> **TEXT EXCERPT**:
>> start

And the UK merchant said that "in any case we are now seeing offers of high quality wheats from the most unexpected places – both Sweden and Finland have surpluses which are being offered onto the export market".

The good news for feed wheat is that at least here EU values are competitive with Ukrainian ones, which are usually seen as price leaders, although less so since the country implemented export duties which it is reluctant to shift for now.

Indeed, Ukraine export data showed grain exports for July and August, the first two months of 2011-12, at 1.8m tonnes, down 22% year on year. (That said, this does imply quite some pick-up from the especially dismal July.)

London feed wheat fell 1.6% to £170.20 a tonne for November delivery, while Paris milling wheat for November ended down 0.7% at E206.75 a tonne.

Also in Paris, rapeseed for November fell a modest 0.9% to E437.50 a tonne, supported by limited weekend rains for the US crop of soybeans, the rival oilseed.

‘Very helpful climatic conditions’

Among soft commodities, London white sugar failed to move too far from Friday’s levels without a signal from New York raw sugar, and moved largely in line with the currency.

October white’s finished down 0.4% at $750.80 a tonne.

However, robusta coffee, which has looser ties to New York arabica beans, proved more bold tumbling 3.6% to £2,194 a tonne for London’s November contract, sapped by growing pressure from Vietnam’s forthcoming harvest.

ABN Amro last week highlighted the potential for the Vietnam, the biggest robusta producer, to lift its output by 1.5m bags to 21.5m bags in 2011-12.

"The coming crop is expected to have benefited from very helpful climatic conditions as well as farmers’ improved financial standing following consistently good prices," the bank said, in a report produced in conjunction with VM Group.

>> end

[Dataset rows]
>> start

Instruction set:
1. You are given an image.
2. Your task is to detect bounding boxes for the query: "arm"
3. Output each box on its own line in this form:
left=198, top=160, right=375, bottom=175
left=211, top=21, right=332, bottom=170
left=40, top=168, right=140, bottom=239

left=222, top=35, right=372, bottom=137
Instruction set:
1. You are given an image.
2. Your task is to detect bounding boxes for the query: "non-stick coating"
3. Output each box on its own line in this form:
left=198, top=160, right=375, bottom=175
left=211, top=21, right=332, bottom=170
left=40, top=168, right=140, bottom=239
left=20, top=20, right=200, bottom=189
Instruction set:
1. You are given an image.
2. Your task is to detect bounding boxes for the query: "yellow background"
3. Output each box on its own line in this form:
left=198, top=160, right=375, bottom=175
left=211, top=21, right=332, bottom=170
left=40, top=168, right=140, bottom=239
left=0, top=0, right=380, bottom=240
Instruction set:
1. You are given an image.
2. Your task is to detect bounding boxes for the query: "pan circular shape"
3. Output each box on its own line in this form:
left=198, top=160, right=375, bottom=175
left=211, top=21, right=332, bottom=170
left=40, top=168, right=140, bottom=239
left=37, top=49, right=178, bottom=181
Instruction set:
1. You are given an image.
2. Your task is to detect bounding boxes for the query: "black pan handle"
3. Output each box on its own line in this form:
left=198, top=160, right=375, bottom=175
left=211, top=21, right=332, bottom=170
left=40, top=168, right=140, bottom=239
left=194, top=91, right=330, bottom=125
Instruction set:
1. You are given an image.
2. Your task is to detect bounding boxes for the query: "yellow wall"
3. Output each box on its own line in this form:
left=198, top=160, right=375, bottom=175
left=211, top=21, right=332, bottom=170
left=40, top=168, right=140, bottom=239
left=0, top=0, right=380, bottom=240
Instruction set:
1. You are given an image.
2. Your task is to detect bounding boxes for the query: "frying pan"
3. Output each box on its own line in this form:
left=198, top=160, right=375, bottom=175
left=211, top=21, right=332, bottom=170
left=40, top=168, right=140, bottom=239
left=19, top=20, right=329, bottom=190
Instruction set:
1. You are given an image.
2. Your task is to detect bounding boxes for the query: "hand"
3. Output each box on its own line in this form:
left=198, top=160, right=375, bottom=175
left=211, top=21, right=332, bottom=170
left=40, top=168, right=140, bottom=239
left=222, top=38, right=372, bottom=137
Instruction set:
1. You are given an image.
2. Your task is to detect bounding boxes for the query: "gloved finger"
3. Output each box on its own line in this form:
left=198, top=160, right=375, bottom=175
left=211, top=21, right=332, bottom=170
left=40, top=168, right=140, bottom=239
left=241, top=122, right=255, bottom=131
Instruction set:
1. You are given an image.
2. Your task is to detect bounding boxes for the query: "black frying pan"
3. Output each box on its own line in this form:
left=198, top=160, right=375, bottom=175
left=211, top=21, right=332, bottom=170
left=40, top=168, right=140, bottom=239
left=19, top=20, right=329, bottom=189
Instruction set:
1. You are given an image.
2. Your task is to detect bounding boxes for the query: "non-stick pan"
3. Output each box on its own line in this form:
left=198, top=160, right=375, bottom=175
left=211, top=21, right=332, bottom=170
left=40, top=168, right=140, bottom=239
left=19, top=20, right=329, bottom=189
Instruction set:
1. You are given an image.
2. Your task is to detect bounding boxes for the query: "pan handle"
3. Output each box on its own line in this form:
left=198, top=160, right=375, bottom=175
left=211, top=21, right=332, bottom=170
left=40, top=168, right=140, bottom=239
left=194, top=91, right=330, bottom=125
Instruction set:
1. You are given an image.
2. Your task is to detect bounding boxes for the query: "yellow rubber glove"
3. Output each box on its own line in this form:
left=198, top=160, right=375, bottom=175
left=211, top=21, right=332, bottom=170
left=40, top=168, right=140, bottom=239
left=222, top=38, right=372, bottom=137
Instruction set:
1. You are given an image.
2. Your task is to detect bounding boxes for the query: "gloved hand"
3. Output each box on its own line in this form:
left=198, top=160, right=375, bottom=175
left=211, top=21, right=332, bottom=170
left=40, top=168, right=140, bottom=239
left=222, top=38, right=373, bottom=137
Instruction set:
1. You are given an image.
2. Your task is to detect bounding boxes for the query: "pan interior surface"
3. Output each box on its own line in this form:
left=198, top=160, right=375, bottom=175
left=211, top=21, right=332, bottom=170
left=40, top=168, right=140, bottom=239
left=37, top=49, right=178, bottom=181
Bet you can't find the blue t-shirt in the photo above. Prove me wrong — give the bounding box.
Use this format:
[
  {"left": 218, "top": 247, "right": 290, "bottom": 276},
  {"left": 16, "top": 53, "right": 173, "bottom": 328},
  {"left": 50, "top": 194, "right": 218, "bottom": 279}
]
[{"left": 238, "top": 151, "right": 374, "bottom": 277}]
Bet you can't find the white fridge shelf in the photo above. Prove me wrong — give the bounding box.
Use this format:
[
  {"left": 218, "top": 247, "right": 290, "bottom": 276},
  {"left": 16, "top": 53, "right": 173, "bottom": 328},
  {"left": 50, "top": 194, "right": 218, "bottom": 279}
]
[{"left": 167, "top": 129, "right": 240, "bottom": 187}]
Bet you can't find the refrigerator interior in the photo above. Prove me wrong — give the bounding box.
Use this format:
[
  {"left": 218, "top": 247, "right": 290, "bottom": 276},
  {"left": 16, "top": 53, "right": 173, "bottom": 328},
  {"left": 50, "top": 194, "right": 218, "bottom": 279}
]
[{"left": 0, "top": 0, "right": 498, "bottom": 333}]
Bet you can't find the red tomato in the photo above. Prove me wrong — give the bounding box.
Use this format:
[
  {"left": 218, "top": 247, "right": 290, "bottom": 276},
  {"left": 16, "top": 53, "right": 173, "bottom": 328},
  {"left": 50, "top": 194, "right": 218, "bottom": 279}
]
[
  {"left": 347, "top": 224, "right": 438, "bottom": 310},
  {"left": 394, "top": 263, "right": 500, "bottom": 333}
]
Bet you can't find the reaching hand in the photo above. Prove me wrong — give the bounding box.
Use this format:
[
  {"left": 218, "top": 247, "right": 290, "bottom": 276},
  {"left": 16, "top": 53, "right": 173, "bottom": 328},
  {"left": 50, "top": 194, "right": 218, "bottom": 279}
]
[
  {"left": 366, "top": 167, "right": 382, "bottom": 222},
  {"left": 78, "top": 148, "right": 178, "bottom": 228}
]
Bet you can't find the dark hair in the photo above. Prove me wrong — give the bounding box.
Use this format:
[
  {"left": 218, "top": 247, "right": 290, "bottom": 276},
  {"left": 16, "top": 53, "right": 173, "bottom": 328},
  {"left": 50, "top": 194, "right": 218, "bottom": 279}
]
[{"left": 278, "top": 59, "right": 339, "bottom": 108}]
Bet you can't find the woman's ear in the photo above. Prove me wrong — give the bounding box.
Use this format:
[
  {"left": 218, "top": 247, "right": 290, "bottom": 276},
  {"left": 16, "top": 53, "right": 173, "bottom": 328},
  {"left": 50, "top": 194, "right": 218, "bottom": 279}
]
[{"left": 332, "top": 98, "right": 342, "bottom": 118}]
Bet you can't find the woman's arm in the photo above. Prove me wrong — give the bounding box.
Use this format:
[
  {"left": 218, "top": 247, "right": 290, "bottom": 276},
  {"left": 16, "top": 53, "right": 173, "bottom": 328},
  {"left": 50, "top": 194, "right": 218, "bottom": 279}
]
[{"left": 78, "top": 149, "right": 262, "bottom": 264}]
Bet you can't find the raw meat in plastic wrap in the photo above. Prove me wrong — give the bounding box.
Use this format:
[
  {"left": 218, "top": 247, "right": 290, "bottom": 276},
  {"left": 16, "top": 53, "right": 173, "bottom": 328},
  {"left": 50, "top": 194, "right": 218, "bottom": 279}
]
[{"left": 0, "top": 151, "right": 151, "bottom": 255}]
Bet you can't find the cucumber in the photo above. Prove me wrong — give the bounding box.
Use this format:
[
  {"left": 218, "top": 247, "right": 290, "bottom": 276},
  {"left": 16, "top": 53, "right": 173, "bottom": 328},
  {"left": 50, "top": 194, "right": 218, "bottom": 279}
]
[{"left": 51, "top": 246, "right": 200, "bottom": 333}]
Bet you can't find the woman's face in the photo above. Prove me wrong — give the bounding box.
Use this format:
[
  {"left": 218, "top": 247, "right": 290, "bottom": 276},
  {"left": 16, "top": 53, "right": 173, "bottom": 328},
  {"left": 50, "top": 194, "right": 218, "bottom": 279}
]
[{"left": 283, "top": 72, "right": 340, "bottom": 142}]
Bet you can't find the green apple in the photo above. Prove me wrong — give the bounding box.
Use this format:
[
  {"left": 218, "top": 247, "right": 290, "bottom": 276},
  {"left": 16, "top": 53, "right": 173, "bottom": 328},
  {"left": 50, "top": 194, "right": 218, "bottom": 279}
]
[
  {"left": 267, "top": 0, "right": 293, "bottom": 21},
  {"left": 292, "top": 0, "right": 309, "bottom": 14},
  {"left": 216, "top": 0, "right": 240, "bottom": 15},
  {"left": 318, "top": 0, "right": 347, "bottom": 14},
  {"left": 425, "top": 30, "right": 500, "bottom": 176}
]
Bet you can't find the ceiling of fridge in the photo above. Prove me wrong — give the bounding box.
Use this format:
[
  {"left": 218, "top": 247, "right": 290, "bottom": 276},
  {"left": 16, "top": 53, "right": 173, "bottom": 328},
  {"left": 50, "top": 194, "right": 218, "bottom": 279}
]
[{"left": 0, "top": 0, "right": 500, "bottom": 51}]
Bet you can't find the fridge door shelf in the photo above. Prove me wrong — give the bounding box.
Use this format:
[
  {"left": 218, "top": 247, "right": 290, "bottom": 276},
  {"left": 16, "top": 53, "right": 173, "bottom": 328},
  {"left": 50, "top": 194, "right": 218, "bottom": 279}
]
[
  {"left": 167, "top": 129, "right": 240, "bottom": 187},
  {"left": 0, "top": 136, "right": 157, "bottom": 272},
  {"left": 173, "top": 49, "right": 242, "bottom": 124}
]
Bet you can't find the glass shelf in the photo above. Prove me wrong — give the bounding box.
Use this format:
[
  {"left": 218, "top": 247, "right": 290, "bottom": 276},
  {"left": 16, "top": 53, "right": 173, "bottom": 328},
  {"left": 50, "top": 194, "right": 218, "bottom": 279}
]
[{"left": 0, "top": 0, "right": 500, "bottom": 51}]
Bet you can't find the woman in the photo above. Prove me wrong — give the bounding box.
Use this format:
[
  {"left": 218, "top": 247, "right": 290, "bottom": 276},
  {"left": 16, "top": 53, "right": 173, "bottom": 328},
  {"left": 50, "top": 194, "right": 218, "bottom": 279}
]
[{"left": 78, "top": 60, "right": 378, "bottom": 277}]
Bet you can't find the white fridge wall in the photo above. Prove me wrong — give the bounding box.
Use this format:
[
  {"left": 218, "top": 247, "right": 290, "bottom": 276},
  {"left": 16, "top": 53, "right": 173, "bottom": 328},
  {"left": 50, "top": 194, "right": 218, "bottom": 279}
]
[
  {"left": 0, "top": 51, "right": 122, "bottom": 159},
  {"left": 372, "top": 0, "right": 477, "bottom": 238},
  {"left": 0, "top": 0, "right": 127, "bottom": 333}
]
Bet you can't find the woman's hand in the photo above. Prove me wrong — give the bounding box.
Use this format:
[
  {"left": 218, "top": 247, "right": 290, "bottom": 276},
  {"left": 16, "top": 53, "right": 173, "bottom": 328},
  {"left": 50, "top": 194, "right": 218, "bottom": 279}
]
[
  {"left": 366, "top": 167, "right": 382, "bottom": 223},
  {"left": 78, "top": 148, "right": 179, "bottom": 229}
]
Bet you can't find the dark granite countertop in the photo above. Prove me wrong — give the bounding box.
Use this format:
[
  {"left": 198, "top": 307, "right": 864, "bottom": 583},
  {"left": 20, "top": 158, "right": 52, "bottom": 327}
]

>> end

> **REQUESTS**:
1. According to the commodity market text, by what percentage did Ukraine's grain exports for July and August fall year on year?
2. Echo the passage of the commodity market text starting with "Also in Paris, rapeseed" and going on through "bags in 2011-12.".
3. List every country named in the commodity market text.

> **SOLUTIONS TO THE EXERCISE**:
1. They fell 22%, to 1.8m tonnes.

2.
Also in Paris, rapeseed for November fell a modest 0.9% to E437.50 a tonne, supported by limited weekend rains for the US crop of soybeans, the rival oilseed.

‘Very helpful climatic conditions’

Among soft commodities, London white sugar failed to move too far from Friday’s levels without a signal from New York raw sugar, and moved largely in line with the currency.

October white’s finished down 0.4% at $750.80 a tonne.

However, robusta coffee, which has looser ties to New York arabica beans, proved more bold tumbling 3.6% to £2,194 a tonne for London’s November contract, sapped by growing pressure from Vietnam’s forthcoming harvest.

ABN Amro last week highlighted the potential for the Vietnam, the biggest robusta producer, to lift its output by 1.5m bags to 21.5m bags in 2011-12.

3. UK, Sweden, Finland, Ukraine, US, Vietnam